So, the only case where indexes are created in ADWC, are primary key and unique constraints. No other indexes are allowed. This solves a lot of performance issues in ETL jobs.
Performance Tips 4 to 7
These are general tips for writing fast SQL statements. Complex queries and expressions in WHERE conditions are hard to be evaluated by the query optimizer and can lead to wrong estimations and poor execution plans. This does not change if you move your data warehouse to ADWC. Of course, performance issues can be “solved” in ADWC by increasing the number of CPUs (see next section), but a more elegant and sustainable approach is to keep your SQL simple and fast. This is the case on all databases on premises and in the Cloud.
8. Run Statements in Parallel
Queries and DML statements are executed in parallel by default in ADWC, if more than 1 CPU core is allocated. Parallel DML (PDML) is enabled by default for all sessions. Normally, PDML has to be enabled per session with an ALTER SESSION ENABLE PARALLEL DML command. This is not necessary in ADWC.
The typical way of performance tuning in ADWC is to increase the number of CPUs and therefore the parallel degree of the executed SQL statements. Some call this KIWI (“kill it with iron”) approach, Oracle calls it “elastic scaling”. The number of CPU cores can be assigned to your data warehouse environment at runtime. This works fine. The number of CPUs can be adjusted any time on the web interface of the Oracle Cloud Infrastructure. After changing the number to the new value, the system is scaled up or down. This takes a few minutes, but no interrupt of services or restart of the database is required. The only detail you have to keep in mind: the number of CPU cores has an impact on the costs of the Cloud infrastructure.
The number of CPU cores can be adjusted any time in the Autonomous Data Warehouse Cloud
The degree of parallelism (DOP) is computed by the optimizer with the Auto DOP mechanism (PARALLEL_DEGREE_POLICY = AUTO). All initialization parameters for parallel execution are configured automatically and cannot be changed, not even on session level.
PARALLEL hints are neighter required nor recommended. By default, they are ignored in ADWC. But if you need them (or you think you need them), it is possible to enable them on session level:
ALTER SESSION SET OPTIMIZER_IGNORE_PARALLEL_HINTS = FALSE;
The parameter OPTIMIZER_IGNORE_PARALLEL_HINTS was introduced with Oracle 18c, but is available in ADWC, too (ADWC is currently a mixture of Oracle 184.108.40.206 and Oracle 18c). It is one of the few initialization parameters that can be modified in ADWC (see documentation). By default, it is TRUE, so all parallel hints are ignored.
9. Perform Direct-Path INSERT
Because Parallel DML is enabled by default in ADWC, most INSERT and MERGE statements are executed as Direct-Path load operations. Only for serial DML statements (which only occur on an ADWC database with one CPU core), the APPEND hint has to be added to the INSERT and MERGE statements. This is the only hint that is not ignored by default in ADWC.

■ **PROVIDED DATA**:
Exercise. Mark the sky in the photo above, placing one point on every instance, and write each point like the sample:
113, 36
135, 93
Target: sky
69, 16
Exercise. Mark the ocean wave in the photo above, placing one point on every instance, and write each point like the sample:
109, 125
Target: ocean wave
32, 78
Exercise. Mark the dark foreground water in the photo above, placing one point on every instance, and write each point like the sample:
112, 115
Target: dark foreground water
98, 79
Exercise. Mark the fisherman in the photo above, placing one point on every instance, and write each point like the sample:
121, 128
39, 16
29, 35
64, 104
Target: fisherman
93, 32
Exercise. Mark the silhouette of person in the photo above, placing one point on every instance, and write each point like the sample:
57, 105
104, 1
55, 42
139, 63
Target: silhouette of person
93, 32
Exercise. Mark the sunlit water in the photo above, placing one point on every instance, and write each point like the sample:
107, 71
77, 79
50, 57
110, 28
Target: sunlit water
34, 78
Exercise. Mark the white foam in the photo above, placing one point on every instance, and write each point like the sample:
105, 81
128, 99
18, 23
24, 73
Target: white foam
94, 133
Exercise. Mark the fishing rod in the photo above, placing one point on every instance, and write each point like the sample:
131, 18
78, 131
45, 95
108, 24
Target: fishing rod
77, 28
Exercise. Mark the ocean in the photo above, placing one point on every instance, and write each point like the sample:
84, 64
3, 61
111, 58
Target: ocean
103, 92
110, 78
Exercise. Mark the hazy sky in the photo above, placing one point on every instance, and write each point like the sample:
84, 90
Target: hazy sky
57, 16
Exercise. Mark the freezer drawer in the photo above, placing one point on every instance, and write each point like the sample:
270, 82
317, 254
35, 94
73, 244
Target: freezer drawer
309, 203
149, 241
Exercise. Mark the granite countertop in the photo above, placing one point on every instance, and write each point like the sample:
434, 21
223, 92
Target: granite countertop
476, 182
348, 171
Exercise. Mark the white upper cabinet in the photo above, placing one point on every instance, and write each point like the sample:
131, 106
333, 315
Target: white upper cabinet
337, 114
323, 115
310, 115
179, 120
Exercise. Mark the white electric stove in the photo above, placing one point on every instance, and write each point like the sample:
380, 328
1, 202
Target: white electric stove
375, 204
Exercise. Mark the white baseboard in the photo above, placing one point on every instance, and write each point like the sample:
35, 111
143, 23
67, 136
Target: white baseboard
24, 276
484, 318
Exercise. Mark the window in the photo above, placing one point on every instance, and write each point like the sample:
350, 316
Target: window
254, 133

■ **WRITTEN TASKS**:
1. From the passage about ADWC performance, list each abbreviation that the passage directly pairs with its full form, and give that full form.
2. Write out the part of the passage about ADWC performance starting with "Performance Tips 4" and going on through "in the Cloud.".
Rely only on the passage about ADWC performance.

■ **RESULTS FOR EACH TASK**:
1.
PDML: Parallel DML
KIWI: "kill it with iron"
DOP: degree of parallelism

2.
Performance Tips 4 to 7
These are general tips for writing fast SQL statements. Complex queries and expressions in WHERE conditions are hard to be evaluated by the query optimizer and can lead to wrong estimations and poor execution plans. This does not change if you move your data warehouse to ADWC. Of course, performance issues can be “solved” in ADWC by increasing the number of CPUs (see next section), but a more elegant and sustainable approach is to keep your SQL simple and fast. This is the case on all databases on premises and in the Cloud.